## Tugas:
Dalam teks tentang defisit kepercayaan, siapa yang dikerahkan untuk mengawasi ujian nasional karena guru tidak dipercaya menyelenggarakannya?

## Kutipan Teks:

* * * * * * * * *

Defisit
Kepercayaan
Anonim (Komaruddin Hidayat) ;
Rektor Universitas
Islam Negeri (UIN) Syarif Hidayatullah
|
KORAN
SINDO, 02 Mei 2014
Kita
semua mudah membayangkan, bahkan mungkin pernah mengalami, betapa tidak
nyamannya ketika sebuah relasi sosial diterpa defisit kepercayaan. Energi
batin akan terkuras jika antara suami-istri sudah saling curiga.
Orang
tua dan anak tak lagi saling percaya. Begitu pun jika hal demikian terjadi
antarsesama teman atau antara atasan dan bawahan dalam sebuah perusahaan atau
perkantoran. Kehidupan akan terasa aman, nyaman, dan menjadi produktif jika
tercipta kultur saling percaya dan saling menghargai. Karena pada dasarnya
kita semua makhluk sosial. Tidak akan bisa memenuhi kebutuhan dasar tanpa
bantuan dan kerja sama dengan orang lain.
Meminjam
ungkapan Fukuyama, masyarakat yang mengalami defisit kepercayaan (low trust society) akan menelan biaya
ekonomi dan sosial amat tinggi sehingga pasti tidak akan sanggup berkompetisi
dalam panggung dunia. Ini semua kita alami dan rasakan. Kita sulit percaya
pada birokrasi dan pelayanan negara karena sering kali dikecewakan. Sejak
mengurus KTP sudah diminta uang.
Dalam
berbagai perizinan usaha banyak sekali pungutan ilegal sehingga menambah
ongkos produksi. Padahal tugas negara itu melayani, sedangkan mereka sudah
digaji. Tugas negara adalah memberikan kenyamanan kepada warganya. Sekarang
ini banyak orang tua waswas ketika melepas anaknya ke sekolah. Padahal sudah
ada penjaga keamanan di jalan maupun di sekolah. Bahkan sekolah mahal yang
bertaraf internasional, Jakarta
International School (JIS), tidak juga bisa dipercaya untuk menjaga
keamanan anak-anak didiknya.
Guru pun
tidak dipercaya menyelenggarakan ujian nasional sehingga dikerahkan polisi
untuk mengawasi. Yang ironis adalah jika rakyat tidak lagi percaya kepada
wakilnya yang duduk di lembaga DPR. Ini semua indikator nyata betapa kita
dilanda krisis kepercayaan baik vertikal maupun horizontal. Sekarang ini yang
juga menyedihkan adalah instrumen negara yang bertanggung jawab bagi
keberhasilan pileg dan pilpres ternyata di berbagai daerah sulit dipercaya
kinerjanya.
Rakyat
kecewa pada kinerja Komisi Pemilihan Umum (KPU) yang tidak amanah menjaga dan
meneruskan data dan fakta otentik suara pemilih.Beberapa caleg marah karena
hasil suaranya hilang berpindah ke caleg lain. Caleg yang tidak memiliki
saksi suaranya tidak dijamin keselamatannya. Sementara saksi akan mempertimbangkan
besar-kecilnya bayaran. Orang lebih percaya pada uang ketimbang kepada orang.

* * * * * * * * *

## Data yang Ditampilkan:
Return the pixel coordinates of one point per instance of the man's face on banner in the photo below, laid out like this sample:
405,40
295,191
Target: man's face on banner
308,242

* * * * * * * * *

## Hasil Pengerjaan:
Polisi dikerahkan untuk mengawasi ujian nasional.